▶ EXERCISE PROMPT
Turn the whole listing below into a Markdown table with the columns No. and Text, one numbered row per line and no rows for blank lines. Leave the pictures out of the answer.
━━━ EXCERPTED RECORDS ━━━
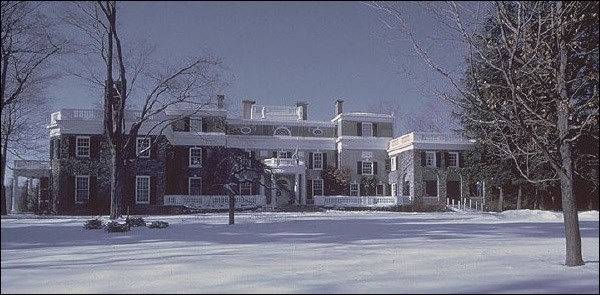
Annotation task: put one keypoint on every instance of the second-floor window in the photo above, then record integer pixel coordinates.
(430, 160)
(367, 129)
(143, 147)
(195, 157)
(317, 160)
(452, 159)
(82, 146)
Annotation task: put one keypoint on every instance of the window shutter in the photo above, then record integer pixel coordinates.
(153, 147)
(204, 123)
(93, 189)
(72, 143)
(51, 149)
(94, 146)
(70, 189)
(152, 198)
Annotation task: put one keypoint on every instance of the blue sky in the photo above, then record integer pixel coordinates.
(280, 52)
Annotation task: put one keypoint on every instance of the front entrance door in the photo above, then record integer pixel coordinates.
(284, 194)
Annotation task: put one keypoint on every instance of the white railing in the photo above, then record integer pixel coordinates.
(214, 201)
(274, 162)
(426, 137)
(360, 201)
(31, 164)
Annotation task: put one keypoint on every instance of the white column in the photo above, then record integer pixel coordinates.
(15, 181)
(303, 189)
(296, 188)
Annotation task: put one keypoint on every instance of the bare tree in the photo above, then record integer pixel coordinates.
(535, 77)
(187, 86)
(28, 45)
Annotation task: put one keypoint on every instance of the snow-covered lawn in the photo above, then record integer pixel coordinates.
(331, 252)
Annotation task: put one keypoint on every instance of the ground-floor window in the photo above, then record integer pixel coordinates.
(82, 189)
(142, 189)
(431, 187)
(354, 188)
(195, 186)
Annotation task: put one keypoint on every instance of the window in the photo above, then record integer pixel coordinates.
(379, 189)
(367, 168)
(195, 186)
(246, 188)
(82, 146)
(452, 159)
(82, 189)
(142, 189)
(430, 159)
(283, 131)
(354, 188)
(195, 157)
(431, 187)
(317, 160)
(367, 129)
(143, 147)
(318, 187)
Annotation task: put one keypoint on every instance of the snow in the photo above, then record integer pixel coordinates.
(518, 251)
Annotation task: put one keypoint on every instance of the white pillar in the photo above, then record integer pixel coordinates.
(296, 189)
(303, 189)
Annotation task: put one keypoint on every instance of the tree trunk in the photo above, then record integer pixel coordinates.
(501, 200)
(519, 193)
(231, 208)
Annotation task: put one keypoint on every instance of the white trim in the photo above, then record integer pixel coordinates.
(77, 146)
(137, 189)
(87, 177)
(192, 163)
(190, 185)
(146, 153)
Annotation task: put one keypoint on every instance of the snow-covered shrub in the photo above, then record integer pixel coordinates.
(135, 221)
(93, 224)
(158, 224)
(114, 226)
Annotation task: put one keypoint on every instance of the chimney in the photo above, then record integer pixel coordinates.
(220, 99)
(338, 106)
(248, 108)
(303, 106)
━━━
▶ WRITTEN ANSWER
| No. | Text |
|---|---|
| 1 | Annotation task: put one keypoint on every instance of the second-floor window in the photo above, then record integer pixel coordinates. |
| 2 | (430, 160) |
| 3 | (367, 129) |
| 4 | (143, 147) |
| 5 | (195, 157) |
| 6 | (317, 160) |
| 7 | (452, 159) |
| 8 | (82, 146) |
| 9 | Annotation task: put one keypoint on every instance of the window shutter in the photo above, then record integer pixel coordinates. |
| 10 | (153, 147) |
| 11 | (204, 123) |
| 12 | (93, 189) |
| 13 | (72, 143) |
| 14 | (51, 149) |
| 15 | (94, 146) |
| 16 | (70, 189) |
| 17 | (152, 198) |
| 18 | Annotation task: put one keypoint on every instance of the blue sky in the photo above, then record integer pixel coordinates. |
| 19 | (280, 52) |
| 20 | Annotation task: put one keypoint on every instance of the front entrance door in the photo above, then record integer pixel coordinates. |
| 21 | (284, 194) |
| 22 | Annotation task: put one keypoint on every instance of the white railing in the photo above, then record integer pixel coordinates. |
| 23 | (214, 201) |
| 24 | (274, 162) |
| 25 | (426, 137) |
| 26 | (360, 201) |
| 27 | (31, 164) |
| 28 | Annotation task: put one keypoint on every instance of the white column in the photo above, then record integer pixel coordinates. |
| 29 | (15, 181) |
| 30 | (303, 189) |
| 31 | (296, 188) |
| 32 | Annotation task: put one keypoint on every instance of the bare tree in the photo above, then record integer pixel coordinates. |
| 33 | (535, 77) |
| 34 | (187, 86) |
| 35 | (28, 45) |
| 36 | Annotation task: put one keypoint on every instance of the snow-covered lawn in the photo above, then record integer pixel coordinates. |
| 37 | (331, 252) |
| 38 | Annotation task: put one keypoint on every instance of the ground-floor window in the photo above, then record integer pixel coordinates. |
| 39 | (82, 189) |
| 40 | (142, 189) |
| 41 | (431, 187) |
| 42 | (354, 188) |
| 43 | (195, 186) |
| 44 | Annotation task: put one keypoint on every instance of the window in the photo above, then record integer pixel coordinates. |
| 45 | (379, 189) |
| 46 | (367, 168) |
| 47 | (195, 186) |
| 48 | (246, 188) |
| 49 | (82, 146) |
| 50 | (452, 159) |
| 51 | (82, 189) |
| 52 | (142, 189) |
| 53 | (430, 159) |
| 54 | (283, 131) |
| 55 | (354, 188) |
| 56 | (195, 157) |
| 57 | (431, 187) |
| 58 | (317, 160) |
| 59 | (367, 129) |
| 60 | (143, 147) |
| 61 | (318, 187) |
| 62 | Annotation task: put one keypoint on every instance of the snow in the photo above, then record integer pixel coordinates. |
| 63 | (518, 251) |
| 64 | Annotation task: put one keypoint on every instance of the white pillar in the photo above, then record integer pixel coordinates. |
| 65 | (296, 189) |
| 66 | (303, 189) |
| 67 | Annotation task: put one keypoint on every instance of the tree trunk in the photo above, then record integer pixel coordinates. |
| 68 | (501, 200) |
| 69 | (519, 193) |
| 70 | (231, 208) |
| 71 | Annotation task: put one keypoint on every instance of the white trim in the photo above, then record integer pixel coordinates. |
| 72 | (77, 146) |
| 73 | (137, 189) |
| 74 | (87, 177) |
| 75 | (192, 163) |
| 76 | (190, 185) |
| 77 | (146, 153) |
| 78 | Annotation task: put one keypoint on every instance of the snow-covered shrub in the photo above, then record integer pixel coordinates. |
| 79 | (135, 221) |
| 80 | (93, 224) |
| 81 | (158, 224) |
| 82 | (114, 226) |
| 83 | Annotation task: put one keypoint on every instance of the chimney in the photo above, then record integer pixel coordinates. |
| 84 | (220, 99) |
| 85 | (338, 106) |
| 86 | (248, 108) |
| 87 | (303, 106) |